*Request:*
Copy the lines of the listing below exactly, starting with the line that contains "Mark one point per instance of the wall" and continuing through the end of the listing.

Named object pointing entries:
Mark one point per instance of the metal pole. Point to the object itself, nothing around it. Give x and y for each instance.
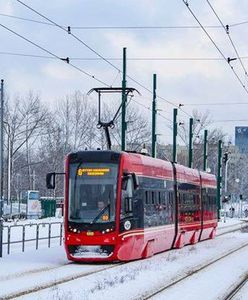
(190, 162)
(9, 164)
(123, 119)
(1, 170)
(205, 153)
(219, 178)
(154, 113)
(174, 156)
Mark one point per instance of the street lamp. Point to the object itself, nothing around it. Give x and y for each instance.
(226, 160)
(8, 131)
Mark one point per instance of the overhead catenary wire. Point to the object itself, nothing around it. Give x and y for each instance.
(54, 55)
(226, 29)
(122, 27)
(215, 104)
(68, 30)
(216, 46)
(120, 59)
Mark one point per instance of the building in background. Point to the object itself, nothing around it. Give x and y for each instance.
(241, 138)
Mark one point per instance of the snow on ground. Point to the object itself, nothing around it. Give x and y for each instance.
(242, 294)
(16, 233)
(127, 281)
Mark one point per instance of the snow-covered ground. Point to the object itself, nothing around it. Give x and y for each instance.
(33, 269)
(15, 231)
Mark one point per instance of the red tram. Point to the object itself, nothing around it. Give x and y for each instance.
(122, 206)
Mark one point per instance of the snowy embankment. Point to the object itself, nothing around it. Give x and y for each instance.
(36, 269)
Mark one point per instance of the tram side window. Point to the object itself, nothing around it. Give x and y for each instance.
(126, 199)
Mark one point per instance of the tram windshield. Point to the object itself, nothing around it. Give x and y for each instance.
(92, 192)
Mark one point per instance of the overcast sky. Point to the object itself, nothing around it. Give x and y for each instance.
(188, 82)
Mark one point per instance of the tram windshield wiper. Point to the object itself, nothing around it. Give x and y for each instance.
(101, 213)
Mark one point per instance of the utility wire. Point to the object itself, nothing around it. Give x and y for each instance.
(66, 60)
(220, 121)
(226, 29)
(216, 46)
(215, 104)
(120, 59)
(68, 30)
(122, 27)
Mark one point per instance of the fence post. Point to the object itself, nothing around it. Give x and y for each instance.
(37, 235)
(23, 238)
(61, 231)
(9, 228)
(49, 235)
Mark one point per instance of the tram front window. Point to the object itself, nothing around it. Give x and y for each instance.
(92, 192)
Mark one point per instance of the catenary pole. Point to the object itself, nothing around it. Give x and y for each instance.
(219, 177)
(205, 150)
(154, 116)
(190, 161)
(174, 154)
(123, 107)
(1, 168)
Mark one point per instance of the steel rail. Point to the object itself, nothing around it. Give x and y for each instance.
(195, 270)
(55, 283)
(85, 274)
(238, 287)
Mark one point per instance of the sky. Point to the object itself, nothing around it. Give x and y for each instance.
(205, 85)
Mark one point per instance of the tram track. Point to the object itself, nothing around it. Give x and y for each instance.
(237, 288)
(195, 270)
(82, 274)
(55, 283)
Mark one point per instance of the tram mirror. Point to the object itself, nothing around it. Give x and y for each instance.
(125, 179)
(124, 183)
(135, 181)
(128, 204)
(50, 180)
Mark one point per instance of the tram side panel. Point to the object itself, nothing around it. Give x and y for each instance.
(189, 206)
(209, 208)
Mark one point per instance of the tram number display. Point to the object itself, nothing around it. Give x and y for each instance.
(93, 171)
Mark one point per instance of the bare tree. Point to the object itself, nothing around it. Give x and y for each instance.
(24, 119)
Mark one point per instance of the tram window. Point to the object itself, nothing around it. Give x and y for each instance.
(146, 198)
(153, 197)
(159, 198)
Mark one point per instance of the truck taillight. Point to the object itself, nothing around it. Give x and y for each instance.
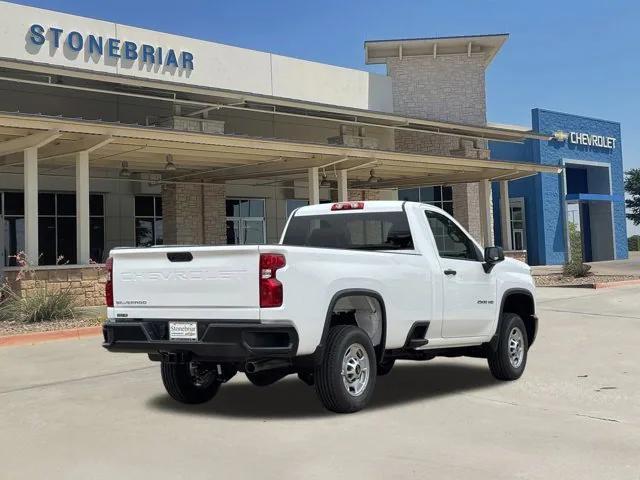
(270, 287)
(347, 206)
(108, 286)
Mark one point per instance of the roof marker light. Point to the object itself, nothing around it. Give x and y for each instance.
(347, 206)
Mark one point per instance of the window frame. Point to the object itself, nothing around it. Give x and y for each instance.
(55, 216)
(153, 218)
(436, 203)
(409, 250)
(478, 250)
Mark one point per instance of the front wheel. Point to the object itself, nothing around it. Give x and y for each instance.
(189, 382)
(346, 378)
(509, 359)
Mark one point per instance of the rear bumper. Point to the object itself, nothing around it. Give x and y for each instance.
(217, 341)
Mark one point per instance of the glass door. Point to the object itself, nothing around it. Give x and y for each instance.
(245, 222)
(518, 228)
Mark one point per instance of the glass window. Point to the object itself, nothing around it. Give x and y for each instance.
(56, 227)
(144, 232)
(451, 241)
(518, 227)
(245, 221)
(439, 196)
(13, 239)
(47, 204)
(148, 221)
(66, 232)
(96, 242)
(144, 206)
(96, 205)
(47, 240)
(293, 204)
(66, 204)
(14, 204)
(363, 231)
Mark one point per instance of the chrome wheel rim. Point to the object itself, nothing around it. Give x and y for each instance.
(516, 347)
(355, 370)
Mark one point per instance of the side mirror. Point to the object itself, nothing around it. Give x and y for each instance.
(492, 255)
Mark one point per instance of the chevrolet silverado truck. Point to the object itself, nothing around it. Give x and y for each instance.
(351, 288)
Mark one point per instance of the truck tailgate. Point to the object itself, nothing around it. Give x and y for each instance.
(146, 280)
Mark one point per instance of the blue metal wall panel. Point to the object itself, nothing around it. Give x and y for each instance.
(544, 202)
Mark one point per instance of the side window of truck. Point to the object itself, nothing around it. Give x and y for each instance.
(451, 241)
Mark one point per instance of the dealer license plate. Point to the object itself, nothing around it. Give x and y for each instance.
(183, 331)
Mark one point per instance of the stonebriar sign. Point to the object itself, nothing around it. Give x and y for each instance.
(113, 48)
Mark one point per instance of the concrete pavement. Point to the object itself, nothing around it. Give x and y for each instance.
(70, 410)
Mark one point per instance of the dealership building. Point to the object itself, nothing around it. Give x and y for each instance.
(112, 135)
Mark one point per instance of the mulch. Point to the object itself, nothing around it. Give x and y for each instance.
(590, 281)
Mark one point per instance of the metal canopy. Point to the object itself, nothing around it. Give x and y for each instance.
(197, 100)
(220, 158)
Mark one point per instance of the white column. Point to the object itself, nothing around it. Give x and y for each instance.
(505, 215)
(486, 220)
(314, 186)
(31, 248)
(82, 207)
(343, 190)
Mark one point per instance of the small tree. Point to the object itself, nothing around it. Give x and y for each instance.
(632, 187)
(575, 267)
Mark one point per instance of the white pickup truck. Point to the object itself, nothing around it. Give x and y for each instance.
(350, 288)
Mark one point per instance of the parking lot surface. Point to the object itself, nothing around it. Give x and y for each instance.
(70, 410)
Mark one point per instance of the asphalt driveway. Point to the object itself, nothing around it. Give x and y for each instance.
(70, 410)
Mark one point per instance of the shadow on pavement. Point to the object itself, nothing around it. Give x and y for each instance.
(290, 398)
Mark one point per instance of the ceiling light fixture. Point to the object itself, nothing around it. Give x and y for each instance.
(170, 166)
(125, 172)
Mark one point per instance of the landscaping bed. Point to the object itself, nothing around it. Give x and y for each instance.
(589, 281)
(17, 328)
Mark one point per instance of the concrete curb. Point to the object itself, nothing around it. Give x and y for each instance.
(39, 337)
(597, 286)
(621, 283)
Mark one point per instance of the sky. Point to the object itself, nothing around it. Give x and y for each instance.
(579, 57)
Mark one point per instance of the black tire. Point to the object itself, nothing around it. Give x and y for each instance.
(330, 387)
(182, 386)
(385, 366)
(500, 361)
(267, 377)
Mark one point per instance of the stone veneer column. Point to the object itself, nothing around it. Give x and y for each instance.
(194, 214)
(448, 88)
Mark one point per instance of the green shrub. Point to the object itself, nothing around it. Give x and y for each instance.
(40, 305)
(575, 267)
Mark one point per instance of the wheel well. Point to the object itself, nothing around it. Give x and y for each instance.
(361, 310)
(522, 304)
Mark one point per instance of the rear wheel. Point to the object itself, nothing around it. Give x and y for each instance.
(509, 359)
(189, 382)
(346, 378)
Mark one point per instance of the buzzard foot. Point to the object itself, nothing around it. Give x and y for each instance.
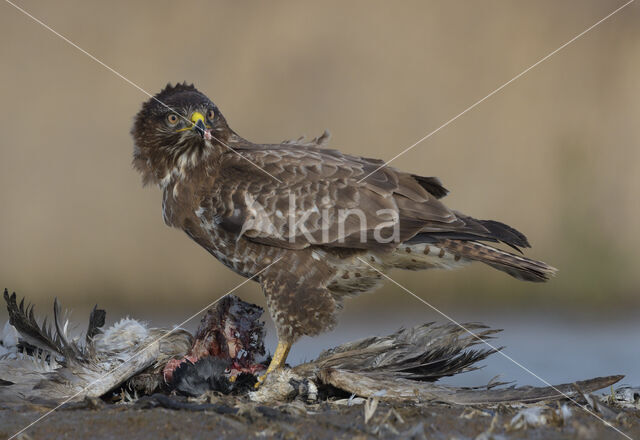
(277, 361)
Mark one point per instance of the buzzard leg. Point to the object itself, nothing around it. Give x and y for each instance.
(278, 359)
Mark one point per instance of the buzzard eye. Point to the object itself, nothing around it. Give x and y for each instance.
(172, 119)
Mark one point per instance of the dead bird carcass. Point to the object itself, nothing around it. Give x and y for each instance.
(40, 362)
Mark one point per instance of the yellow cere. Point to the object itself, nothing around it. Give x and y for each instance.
(195, 117)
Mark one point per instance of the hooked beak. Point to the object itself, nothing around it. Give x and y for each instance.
(198, 123)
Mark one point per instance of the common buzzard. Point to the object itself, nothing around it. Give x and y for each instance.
(315, 224)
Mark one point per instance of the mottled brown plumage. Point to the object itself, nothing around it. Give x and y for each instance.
(245, 203)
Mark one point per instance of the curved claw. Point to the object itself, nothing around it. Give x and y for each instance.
(277, 361)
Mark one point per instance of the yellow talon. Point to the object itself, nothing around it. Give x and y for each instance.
(277, 361)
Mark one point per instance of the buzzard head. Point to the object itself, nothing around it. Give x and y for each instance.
(175, 129)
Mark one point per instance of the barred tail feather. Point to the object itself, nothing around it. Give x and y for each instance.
(518, 267)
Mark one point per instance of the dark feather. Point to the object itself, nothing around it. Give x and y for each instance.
(432, 185)
(96, 322)
(23, 319)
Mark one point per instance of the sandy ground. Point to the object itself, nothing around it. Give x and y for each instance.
(161, 417)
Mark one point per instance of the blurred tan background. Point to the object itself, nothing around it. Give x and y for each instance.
(555, 154)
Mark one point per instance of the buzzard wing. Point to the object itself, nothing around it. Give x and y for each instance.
(319, 200)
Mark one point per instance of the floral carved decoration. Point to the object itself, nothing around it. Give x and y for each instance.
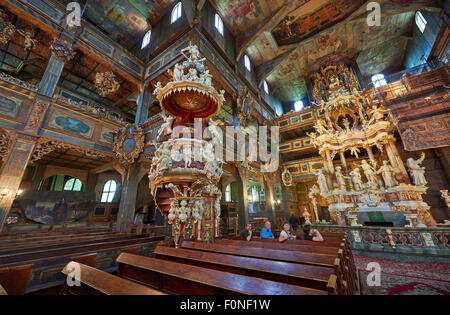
(129, 143)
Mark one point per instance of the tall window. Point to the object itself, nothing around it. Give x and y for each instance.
(218, 23)
(109, 190)
(146, 39)
(73, 184)
(298, 106)
(378, 80)
(266, 87)
(420, 21)
(247, 63)
(228, 193)
(176, 12)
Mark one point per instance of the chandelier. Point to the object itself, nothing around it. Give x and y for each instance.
(106, 83)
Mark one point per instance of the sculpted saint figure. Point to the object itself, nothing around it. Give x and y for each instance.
(417, 172)
(370, 174)
(340, 178)
(356, 179)
(321, 181)
(387, 172)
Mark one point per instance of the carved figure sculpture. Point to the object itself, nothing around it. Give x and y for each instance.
(387, 172)
(417, 172)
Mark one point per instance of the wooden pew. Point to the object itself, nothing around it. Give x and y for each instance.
(324, 260)
(315, 277)
(177, 278)
(15, 279)
(3, 291)
(339, 251)
(97, 282)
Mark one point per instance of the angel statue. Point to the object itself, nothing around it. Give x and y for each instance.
(417, 172)
(340, 178)
(371, 176)
(321, 181)
(356, 179)
(166, 127)
(387, 172)
(29, 43)
(376, 114)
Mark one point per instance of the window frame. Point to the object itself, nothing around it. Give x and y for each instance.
(301, 108)
(378, 80)
(247, 63)
(421, 22)
(145, 41)
(218, 23)
(176, 12)
(108, 191)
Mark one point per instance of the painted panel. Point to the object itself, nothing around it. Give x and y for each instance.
(63, 122)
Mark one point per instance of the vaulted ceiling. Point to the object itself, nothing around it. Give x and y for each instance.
(126, 21)
(287, 40)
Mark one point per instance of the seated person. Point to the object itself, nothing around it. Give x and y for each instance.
(247, 233)
(311, 234)
(266, 232)
(285, 233)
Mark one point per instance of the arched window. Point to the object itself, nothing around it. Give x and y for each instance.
(298, 106)
(378, 80)
(176, 12)
(218, 23)
(73, 184)
(247, 63)
(146, 39)
(109, 190)
(420, 21)
(266, 87)
(228, 193)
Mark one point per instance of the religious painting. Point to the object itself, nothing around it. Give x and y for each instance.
(9, 106)
(56, 207)
(107, 135)
(297, 26)
(63, 122)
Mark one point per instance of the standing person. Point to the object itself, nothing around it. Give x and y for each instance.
(294, 221)
(311, 234)
(285, 233)
(247, 233)
(266, 232)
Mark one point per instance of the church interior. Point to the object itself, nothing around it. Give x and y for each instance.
(211, 147)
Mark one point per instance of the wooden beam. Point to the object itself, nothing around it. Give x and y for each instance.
(266, 25)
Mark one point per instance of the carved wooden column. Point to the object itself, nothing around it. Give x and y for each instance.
(12, 173)
(131, 179)
(242, 197)
(143, 103)
(395, 160)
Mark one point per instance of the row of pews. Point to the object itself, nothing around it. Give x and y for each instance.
(28, 259)
(259, 267)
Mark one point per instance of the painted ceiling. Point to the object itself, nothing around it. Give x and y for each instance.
(312, 32)
(126, 21)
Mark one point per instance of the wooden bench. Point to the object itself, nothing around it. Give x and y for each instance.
(315, 277)
(14, 280)
(177, 278)
(97, 282)
(324, 260)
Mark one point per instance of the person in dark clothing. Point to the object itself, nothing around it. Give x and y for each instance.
(247, 233)
(294, 222)
(311, 234)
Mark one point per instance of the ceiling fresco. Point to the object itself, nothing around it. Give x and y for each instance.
(126, 21)
(320, 31)
(298, 26)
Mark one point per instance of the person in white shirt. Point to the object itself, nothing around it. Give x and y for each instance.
(285, 233)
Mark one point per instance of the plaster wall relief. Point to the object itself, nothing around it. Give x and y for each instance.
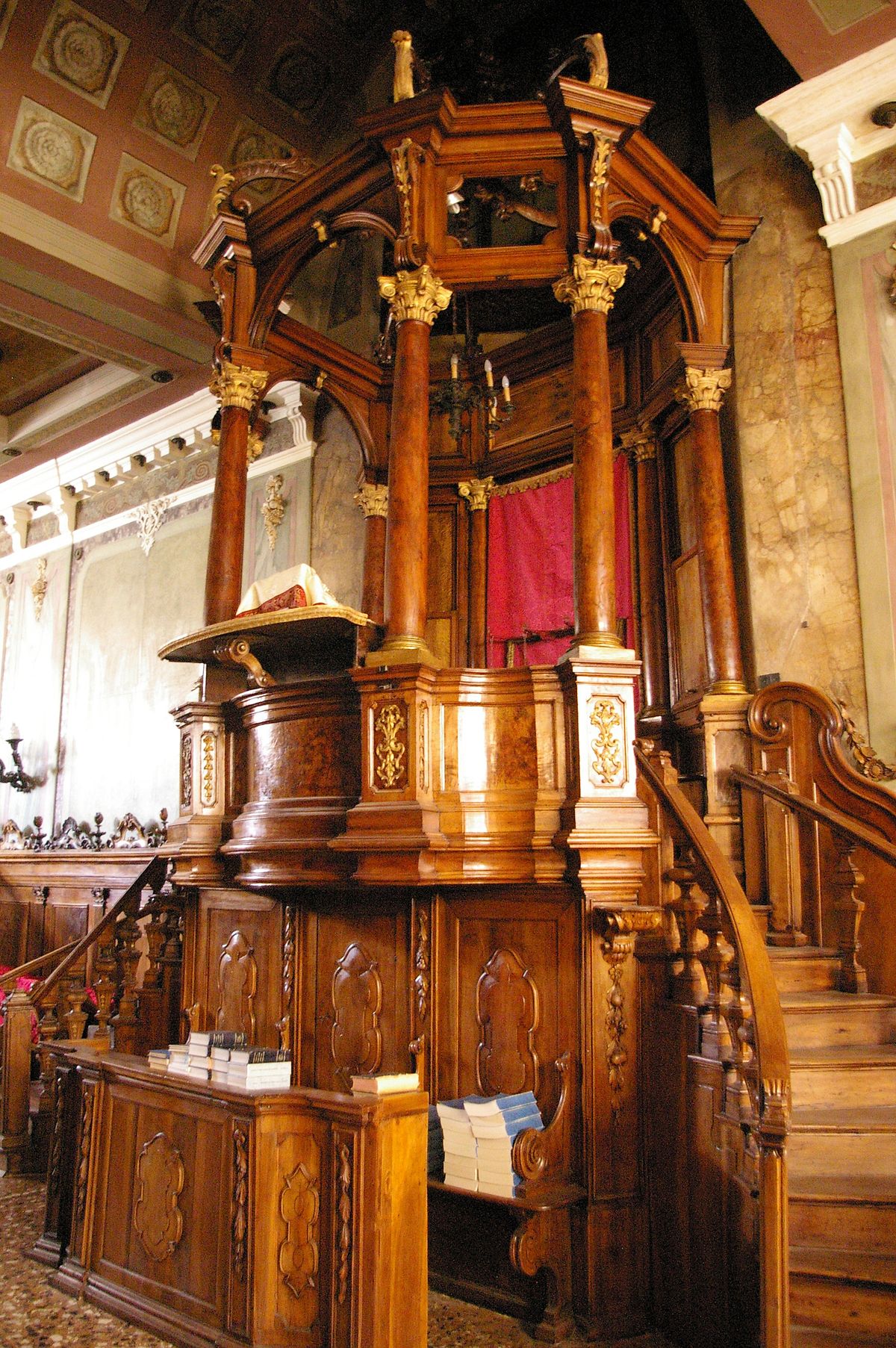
(787, 402)
(147, 200)
(81, 52)
(174, 110)
(50, 150)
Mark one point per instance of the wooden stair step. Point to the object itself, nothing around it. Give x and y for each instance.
(822, 1018)
(850, 1290)
(844, 1075)
(805, 968)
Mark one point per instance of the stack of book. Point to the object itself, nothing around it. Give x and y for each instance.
(460, 1145)
(259, 1069)
(495, 1125)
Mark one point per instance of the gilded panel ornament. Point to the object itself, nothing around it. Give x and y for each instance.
(390, 746)
(174, 110)
(239, 386)
(81, 52)
(507, 1013)
(373, 499)
(273, 509)
(415, 294)
(608, 763)
(157, 1217)
(476, 492)
(237, 984)
(209, 767)
(52, 150)
(356, 996)
(240, 1224)
(40, 588)
(703, 390)
(591, 285)
(298, 1254)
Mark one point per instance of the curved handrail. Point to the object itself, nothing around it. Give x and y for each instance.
(772, 1058)
(834, 820)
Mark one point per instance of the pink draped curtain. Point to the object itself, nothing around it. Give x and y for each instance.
(530, 571)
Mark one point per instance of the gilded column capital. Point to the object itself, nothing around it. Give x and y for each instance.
(591, 285)
(372, 499)
(239, 386)
(703, 390)
(476, 492)
(415, 294)
(639, 445)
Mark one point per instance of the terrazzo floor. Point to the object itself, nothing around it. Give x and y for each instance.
(33, 1314)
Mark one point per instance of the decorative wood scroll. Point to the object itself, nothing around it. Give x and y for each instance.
(356, 1040)
(237, 984)
(157, 1217)
(507, 1013)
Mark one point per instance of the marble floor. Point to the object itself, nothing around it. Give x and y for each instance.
(33, 1314)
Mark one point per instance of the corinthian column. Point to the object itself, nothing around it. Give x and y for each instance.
(589, 288)
(415, 298)
(239, 390)
(476, 494)
(703, 391)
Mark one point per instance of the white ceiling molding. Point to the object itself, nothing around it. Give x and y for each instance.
(827, 122)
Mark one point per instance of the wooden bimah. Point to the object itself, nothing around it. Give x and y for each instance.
(231, 1217)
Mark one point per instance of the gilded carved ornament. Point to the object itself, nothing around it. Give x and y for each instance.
(373, 499)
(415, 294)
(703, 390)
(476, 492)
(591, 285)
(239, 386)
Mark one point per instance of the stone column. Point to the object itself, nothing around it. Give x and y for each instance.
(589, 288)
(239, 390)
(641, 448)
(476, 494)
(415, 299)
(703, 391)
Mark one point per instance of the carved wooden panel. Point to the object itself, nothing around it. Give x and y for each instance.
(356, 1041)
(299, 1250)
(237, 983)
(157, 1217)
(507, 1013)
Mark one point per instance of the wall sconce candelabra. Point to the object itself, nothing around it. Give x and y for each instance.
(16, 777)
(464, 394)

*Solution:*
Mark one point per instance of the wall sconce candelabra. Point to the object itself, nothing around it. Give x and y for each instance.
(16, 777)
(464, 394)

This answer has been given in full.